**WHAT IS BEING ASKED**
For this exercise, return the line containing "Annotate house wall with boxes." and every line after it through the end of the records below, without alteration.

**INFORMATION GIVEN**
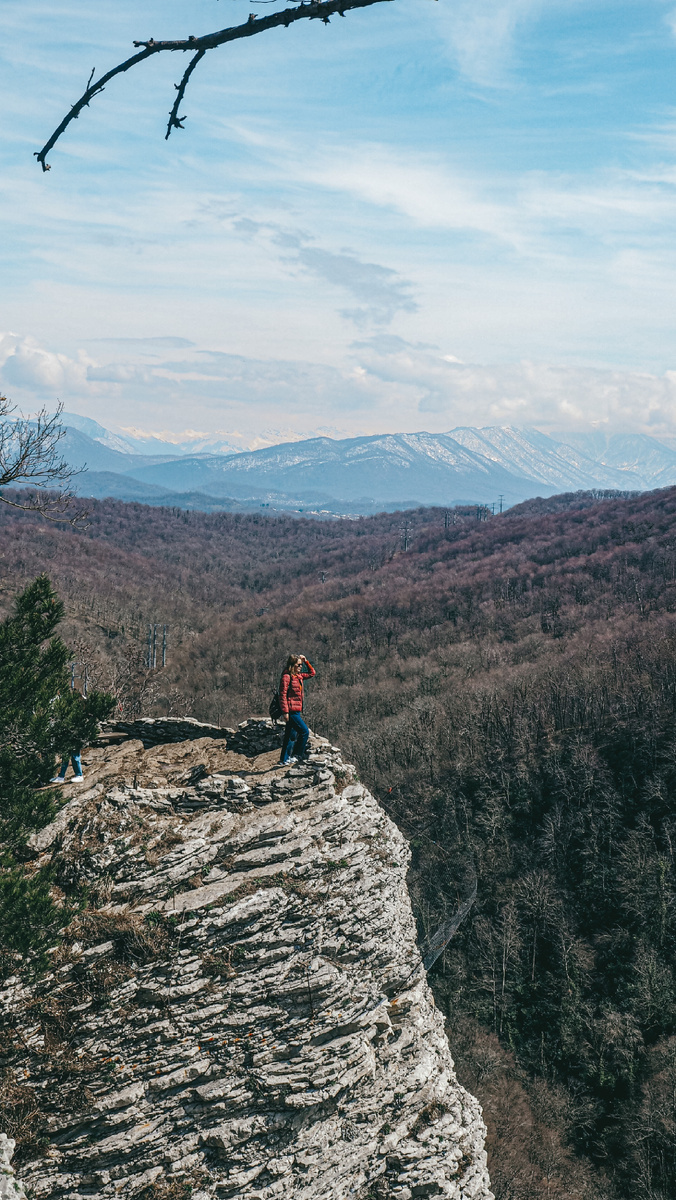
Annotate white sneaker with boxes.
[71,775,85,783]
[50,776,66,784]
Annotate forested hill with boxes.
[5,486,676,1198]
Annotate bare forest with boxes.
[5,486,676,1199]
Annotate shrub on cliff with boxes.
[0,575,114,962]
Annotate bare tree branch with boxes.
[35,0,395,170]
[166,49,206,140]
[0,399,88,524]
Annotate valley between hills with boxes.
[3,485,676,1198]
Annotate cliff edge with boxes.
[1,719,492,1200]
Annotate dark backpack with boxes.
[269,691,283,721]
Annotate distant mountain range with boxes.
[62,413,243,458]
[59,414,676,514]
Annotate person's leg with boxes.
[71,753,84,780]
[294,715,310,758]
[288,713,305,758]
[51,758,68,782]
[282,713,306,762]
[280,721,295,763]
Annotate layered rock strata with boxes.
[1,720,492,1200]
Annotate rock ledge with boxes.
[2,719,492,1200]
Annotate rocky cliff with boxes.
[1,719,492,1200]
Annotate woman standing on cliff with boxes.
[279,654,316,765]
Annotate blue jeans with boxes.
[281,713,309,762]
[58,753,82,778]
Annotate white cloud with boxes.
[300,143,676,260]
[0,333,90,397]
[0,330,417,436]
[433,0,547,87]
[6,329,676,442]
[296,147,522,246]
[356,339,676,435]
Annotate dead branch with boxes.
[35,0,395,170]
[166,49,206,140]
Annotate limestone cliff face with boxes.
[1,720,492,1200]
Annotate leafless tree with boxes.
[35,0,393,170]
[0,396,84,521]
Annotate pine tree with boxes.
[0,575,114,965]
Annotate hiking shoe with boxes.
[280,757,298,766]
[50,776,66,784]
[71,775,85,783]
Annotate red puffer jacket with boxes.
[279,661,316,714]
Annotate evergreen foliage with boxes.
[0,575,114,962]
[396,640,676,1196]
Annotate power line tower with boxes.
[499,494,504,514]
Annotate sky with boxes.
[3,0,676,446]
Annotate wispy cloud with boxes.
[88,337,196,350]
[300,143,676,257]
[230,218,417,326]
[433,0,548,87]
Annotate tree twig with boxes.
[166,49,206,140]
[35,0,395,170]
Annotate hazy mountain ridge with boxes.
[61,412,243,458]
[551,430,676,486]
[76,470,424,516]
[61,417,676,512]
[448,426,644,489]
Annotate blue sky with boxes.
[3,0,676,445]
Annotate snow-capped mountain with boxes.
[449,427,644,490]
[58,414,676,513]
[549,431,676,489]
[119,432,543,506]
[61,413,140,456]
[61,413,243,458]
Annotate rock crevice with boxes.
[2,719,492,1200]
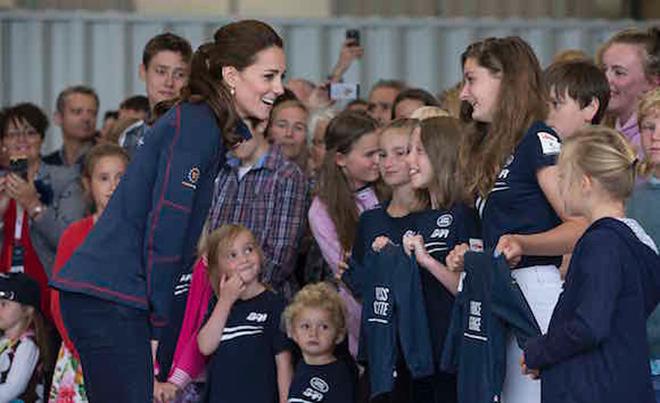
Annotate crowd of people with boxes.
[0,18,658,403]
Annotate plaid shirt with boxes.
[208,145,307,299]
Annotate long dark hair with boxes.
[155,20,283,148]
[316,111,380,253]
[458,36,547,198]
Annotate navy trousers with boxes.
[60,292,152,403]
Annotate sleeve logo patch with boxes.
[182,167,201,189]
[537,131,561,155]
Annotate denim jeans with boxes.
[60,292,152,403]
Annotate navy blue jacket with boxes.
[525,218,660,403]
[51,102,245,338]
[442,252,541,403]
[351,245,434,398]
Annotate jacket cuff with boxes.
[168,368,192,389]
[523,335,545,370]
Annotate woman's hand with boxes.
[4,173,40,211]
[371,236,392,252]
[0,176,10,217]
[446,243,469,272]
[218,273,245,306]
[495,234,523,268]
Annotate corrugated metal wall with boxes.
[0,10,657,152]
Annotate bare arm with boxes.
[404,234,461,295]
[197,275,244,356]
[497,166,588,263]
[275,350,294,403]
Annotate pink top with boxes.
[167,258,213,388]
[308,187,380,357]
[616,112,642,156]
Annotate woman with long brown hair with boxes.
[51,20,287,402]
[446,36,586,403]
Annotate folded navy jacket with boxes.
[442,251,541,403]
[348,244,434,398]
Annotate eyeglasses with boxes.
[4,128,41,140]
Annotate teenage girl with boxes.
[446,36,586,403]
[308,111,382,359]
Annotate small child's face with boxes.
[217,231,261,285]
[547,88,592,139]
[0,299,28,332]
[640,111,660,168]
[291,307,340,360]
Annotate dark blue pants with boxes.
[60,292,152,403]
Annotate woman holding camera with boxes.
[0,102,86,319]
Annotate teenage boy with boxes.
[544,60,610,139]
[119,33,192,157]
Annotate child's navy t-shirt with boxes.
[287,359,356,403]
[204,289,290,403]
[476,121,562,268]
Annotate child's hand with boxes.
[336,250,351,280]
[403,233,434,268]
[371,236,392,252]
[520,354,540,380]
[218,274,245,305]
[496,234,523,268]
[446,243,469,272]
[154,380,179,403]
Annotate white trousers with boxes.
[501,265,563,403]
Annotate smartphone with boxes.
[346,29,360,46]
[9,157,28,180]
[330,83,360,101]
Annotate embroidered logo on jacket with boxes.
[182,166,201,189]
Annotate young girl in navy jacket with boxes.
[522,126,660,403]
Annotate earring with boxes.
[230,87,235,96]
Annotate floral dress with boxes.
[49,343,87,402]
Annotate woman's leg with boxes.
[60,292,152,403]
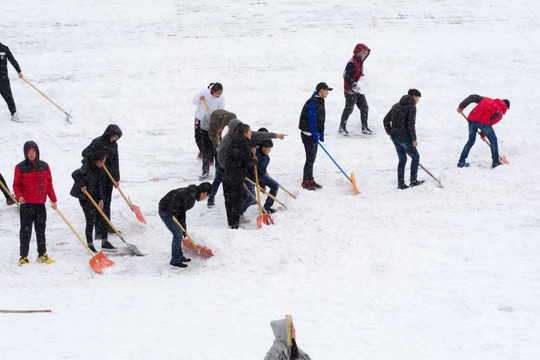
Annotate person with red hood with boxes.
[338,43,372,136]
[456,95,510,168]
[13,141,57,266]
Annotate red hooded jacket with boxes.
[343,43,370,93]
[459,95,508,125]
[13,141,57,204]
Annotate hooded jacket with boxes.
[158,185,200,230]
[201,109,238,148]
[221,132,257,182]
[298,92,326,142]
[383,94,418,141]
[0,43,21,81]
[82,124,122,181]
[264,316,311,360]
[13,141,57,204]
[458,95,508,126]
[343,43,370,93]
[70,160,104,202]
[192,88,226,121]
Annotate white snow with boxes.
[1,0,539,359]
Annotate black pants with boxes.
[95,175,113,239]
[340,92,369,130]
[20,203,47,257]
[222,169,244,228]
[79,199,103,244]
[301,132,318,182]
[0,80,17,115]
[194,118,203,153]
[200,129,216,174]
[0,173,11,200]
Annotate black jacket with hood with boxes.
[70,161,104,202]
[383,95,418,141]
[158,185,201,230]
[82,124,123,181]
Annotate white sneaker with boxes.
[10,113,22,123]
[338,127,350,136]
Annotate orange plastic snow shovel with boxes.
[0,179,19,207]
[460,112,509,164]
[252,156,272,227]
[172,216,213,257]
[103,165,147,224]
[317,140,361,194]
[49,201,114,274]
[243,183,273,228]
[245,177,287,209]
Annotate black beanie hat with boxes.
[197,182,213,196]
[503,99,510,110]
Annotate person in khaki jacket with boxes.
[264,315,311,360]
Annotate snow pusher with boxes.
[317,140,361,194]
[102,164,146,224]
[21,77,72,124]
[172,216,213,257]
[50,201,114,274]
[84,192,144,256]
[244,177,287,209]
[243,183,273,228]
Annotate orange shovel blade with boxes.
[502,155,509,165]
[256,214,271,228]
[131,204,147,224]
[182,238,214,257]
[349,172,362,194]
[89,251,115,274]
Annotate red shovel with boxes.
[103,165,147,224]
[50,201,114,274]
[172,216,213,257]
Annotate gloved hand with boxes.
[312,134,319,143]
[479,131,486,139]
[352,82,362,93]
[319,133,324,142]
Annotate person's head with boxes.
[503,99,510,110]
[237,123,251,139]
[353,43,370,61]
[91,149,107,168]
[208,82,223,97]
[110,134,120,143]
[408,88,422,104]
[27,148,37,162]
[196,182,213,201]
[103,124,122,142]
[316,82,333,98]
[23,141,40,162]
[257,127,269,133]
[260,140,273,155]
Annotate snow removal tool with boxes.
[103,164,146,224]
[243,183,274,228]
[317,140,361,194]
[460,112,509,164]
[172,216,214,257]
[21,77,72,124]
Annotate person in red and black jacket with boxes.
[339,43,371,136]
[456,95,510,168]
[13,141,57,265]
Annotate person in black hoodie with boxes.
[0,42,23,122]
[71,149,117,253]
[81,124,122,240]
[221,123,257,229]
[158,182,213,267]
[383,89,424,190]
[0,172,15,205]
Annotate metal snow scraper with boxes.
[84,192,144,256]
[50,201,114,274]
[21,77,73,124]
[172,216,214,257]
[103,165,147,224]
[460,112,509,165]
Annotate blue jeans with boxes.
[158,209,184,264]
[261,175,279,210]
[391,136,420,185]
[208,163,222,204]
[301,132,318,181]
[459,121,499,165]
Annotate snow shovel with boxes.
[172,216,213,257]
[202,97,209,112]
[0,179,19,207]
[417,161,444,189]
[279,184,297,199]
[49,200,114,274]
[84,191,144,256]
[243,183,273,228]
[102,164,146,224]
[245,177,287,209]
[460,112,509,164]
[253,159,271,227]
[317,140,361,194]
[21,77,72,124]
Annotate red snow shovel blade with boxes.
[349,172,362,194]
[182,238,214,257]
[89,251,115,274]
[256,213,273,229]
[502,155,509,165]
[132,204,147,224]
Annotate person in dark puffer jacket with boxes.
[82,124,122,240]
[158,182,213,267]
[456,94,510,169]
[0,42,24,122]
[0,172,16,205]
[13,141,57,265]
[383,89,424,190]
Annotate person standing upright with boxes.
[0,42,23,123]
[456,95,510,169]
[383,89,424,190]
[299,82,331,191]
[338,43,371,136]
[192,82,225,159]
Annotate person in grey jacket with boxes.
[383,88,424,190]
[264,315,311,360]
[199,109,237,179]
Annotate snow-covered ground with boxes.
[1,0,539,359]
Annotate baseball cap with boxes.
[316,82,333,91]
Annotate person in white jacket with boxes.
[264,315,311,360]
[192,82,225,160]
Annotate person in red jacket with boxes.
[338,43,371,136]
[13,141,57,266]
[456,95,510,168]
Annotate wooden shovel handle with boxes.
[102,164,133,211]
[84,191,123,239]
[0,179,19,207]
[244,177,286,208]
[49,200,94,256]
[171,216,199,252]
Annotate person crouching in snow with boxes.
[70,149,117,253]
[158,182,213,268]
[264,315,311,360]
[13,141,57,266]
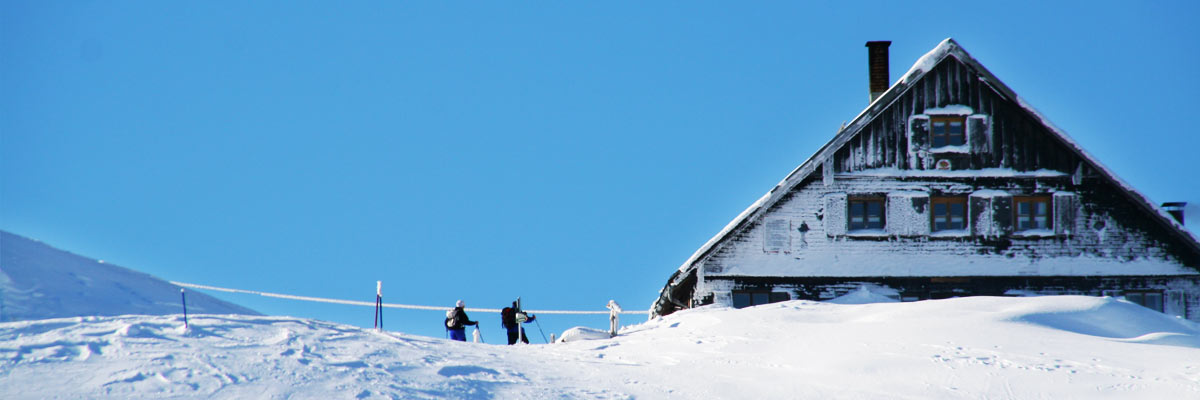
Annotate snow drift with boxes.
[0,230,258,322]
[3,295,1198,399]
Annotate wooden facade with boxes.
[653,39,1200,321]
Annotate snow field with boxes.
[2,295,1199,399]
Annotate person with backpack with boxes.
[445,300,477,341]
[500,301,536,345]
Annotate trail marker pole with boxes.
[607,300,622,337]
[374,281,383,331]
[516,297,525,344]
[181,288,189,329]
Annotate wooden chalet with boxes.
[653,39,1200,320]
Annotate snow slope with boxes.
[0,230,258,322]
[3,296,1198,399]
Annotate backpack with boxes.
[445,309,456,329]
[501,307,515,327]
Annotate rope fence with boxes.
[171,281,650,315]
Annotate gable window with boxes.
[848,198,885,231]
[930,116,966,147]
[732,291,790,309]
[1014,196,1052,231]
[931,197,967,231]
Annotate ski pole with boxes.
[533,318,548,343]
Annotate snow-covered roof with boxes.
[658,38,1200,303]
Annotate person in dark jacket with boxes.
[500,301,536,345]
[445,300,477,341]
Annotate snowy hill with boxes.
[3,296,1198,399]
[0,230,258,322]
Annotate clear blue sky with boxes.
[4,1,1198,339]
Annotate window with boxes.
[1124,291,1164,312]
[931,116,966,147]
[1014,196,1052,231]
[931,197,967,231]
[732,291,790,309]
[848,198,885,230]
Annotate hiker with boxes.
[501,301,536,345]
[445,300,477,341]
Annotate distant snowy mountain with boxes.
[0,230,258,322]
[2,296,1197,399]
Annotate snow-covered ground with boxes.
[0,230,258,321]
[3,296,1198,399]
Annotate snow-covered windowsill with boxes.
[930,144,970,154]
[1011,229,1057,239]
[846,229,889,238]
[930,229,970,238]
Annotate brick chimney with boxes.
[1163,202,1186,225]
[866,41,891,103]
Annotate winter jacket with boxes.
[447,307,477,330]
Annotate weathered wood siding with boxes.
[833,57,1083,173]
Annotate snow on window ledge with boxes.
[846,229,889,238]
[930,144,970,154]
[1012,229,1057,239]
[930,229,970,238]
[924,105,974,115]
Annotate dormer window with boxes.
[1014,196,1052,231]
[931,116,966,147]
[848,198,885,230]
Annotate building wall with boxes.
[691,172,1200,319]
[672,53,1200,320]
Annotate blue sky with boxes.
[4,1,1198,339]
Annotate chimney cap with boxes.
[865,41,892,47]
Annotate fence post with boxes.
[181,288,189,329]
[374,281,383,331]
[607,300,622,337]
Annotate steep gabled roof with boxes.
[656,38,1200,312]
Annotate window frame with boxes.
[930,116,967,148]
[847,197,886,231]
[1124,290,1164,313]
[930,196,968,232]
[731,291,790,309]
[1013,195,1053,232]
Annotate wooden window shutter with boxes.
[1052,192,1078,236]
[969,191,1012,238]
[967,115,991,154]
[824,192,848,237]
[886,191,930,237]
[907,115,931,169]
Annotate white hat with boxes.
[456,300,465,308]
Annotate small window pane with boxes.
[1145,293,1163,312]
[732,293,751,309]
[949,121,963,133]
[933,122,946,134]
[933,135,946,147]
[769,292,790,303]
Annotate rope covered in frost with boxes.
[171,281,649,315]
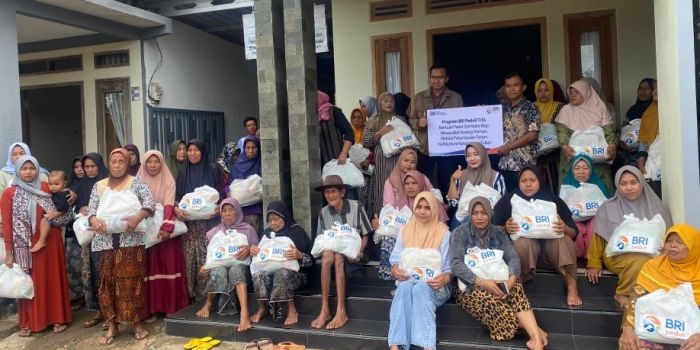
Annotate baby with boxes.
[33,170,70,252]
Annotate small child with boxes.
[32,170,70,252]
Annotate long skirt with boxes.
[206,264,249,315]
[81,247,102,311]
[388,281,450,350]
[183,218,218,298]
[512,236,577,280]
[455,282,531,340]
[367,146,399,218]
[146,236,189,315]
[378,236,396,281]
[252,268,305,302]
[99,246,147,324]
[603,253,650,296]
[64,234,84,302]
[19,225,72,332]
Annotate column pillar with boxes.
[284,0,321,235]
[0,1,22,151]
[654,0,700,226]
[255,0,292,209]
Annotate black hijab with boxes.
[75,153,108,210]
[68,156,83,192]
[394,92,411,118]
[176,139,217,200]
[262,201,311,255]
[491,166,577,236]
[625,78,655,121]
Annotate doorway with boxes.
[20,84,83,174]
[429,18,546,106]
[96,78,131,155]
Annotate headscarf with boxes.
[561,154,611,198]
[394,92,411,118]
[166,139,186,179]
[205,198,258,242]
[401,191,448,250]
[11,155,51,272]
[366,92,396,131]
[459,142,499,188]
[216,141,239,173]
[468,196,494,243]
[263,200,312,255]
[68,156,83,192]
[594,166,672,241]
[318,90,334,121]
[229,137,261,180]
[76,152,108,209]
[491,166,577,233]
[360,96,379,118]
[387,149,418,198]
[625,78,655,121]
[534,78,564,124]
[350,108,367,144]
[2,142,48,175]
[123,144,141,176]
[137,150,176,205]
[107,148,131,187]
[551,80,569,104]
[636,224,700,304]
[638,100,659,145]
[557,79,613,131]
[176,139,216,200]
[393,170,428,209]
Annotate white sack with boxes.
[321,160,365,187]
[379,117,420,157]
[569,125,611,164]
[311,222,361,259]
[635,283,700,344]
[179,185,219,220]
[559,183,607,222]
[0,263,34,299]
[399,248,442,283]
[605,214,666,257]
[455,181,502,222]
[204,229,251,269]
[510,195,562,240]
[229,174,263,206]
[250,233,299,275]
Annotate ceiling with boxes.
[16,14,96,44]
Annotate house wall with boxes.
[142,21,259,144]
[331,0,656,115]
[19,40,144,152]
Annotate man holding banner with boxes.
[409,63,464,195]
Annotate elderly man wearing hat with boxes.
[311,175,372,330]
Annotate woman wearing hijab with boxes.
[394,92,411,119]
[447,142,507,227]
[228,136,263,234]
[137,150,189,320]
[637,81,662,197]
[617,78,656,170]
[215,141,240,188]
[175,139,222,298]
[360,95,379,118]
[387,192,452,350]
[556,79,617,193]
[1,155,73,337]
[586,166,672,308]
[561,154,612,260]
[383,149,434,208]
[618,224,700,350]
[250,201,312,326]
[196,198,258,332]
[64,156,86,311]
[0,142,49,196]
[451,197,547,349]
[318,90,354,166]
[87,148,155,344]
[534,78,567,193]
[76,152,109,328]
[363,91,407,217]
[166,139,187,179]
[491,166,581,306]
[378,169,447,281]
[123,144,142,176]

**TASK OUTPUT**
Annotate house wall with boxes.
[142,21,259,144]
[331,0,656,115]
[19,40,144,152]
Annotate man holding banner with boxes.
[409,63,464,195]
Annotate elderly man wearing hat with boxes.
[311,175,372,330]
Annotate woman wearing hijab with boxes.
[394,92,411,119]
[447,142,507,227]
[228,136,263,234]
[137,150,189,320]
[637,81,662,197]
[617,78,656,170]
[215,141,240,188]
[175,139,222,298]
[360,95,379,118]
[387,192,452,350]
[556,79,617,193]
[1,155,73,337]
[586,166,672,308]
[561,154,612,260]
[383,149,434,208]
[618,224,700,350]
[250,201,312,326]
[196,198,258,332]
[64,156,86,311]
[0,142,49,196]
[451,197,547,349]
[318,90,354,166]
[87,148,155,344]
[534,78,567,193]
[76,152,109,328]
[363,91,407,217]
[166,139,187,179]
[491,166,581,306]
[378,169,447,281]
[123,144,142,176]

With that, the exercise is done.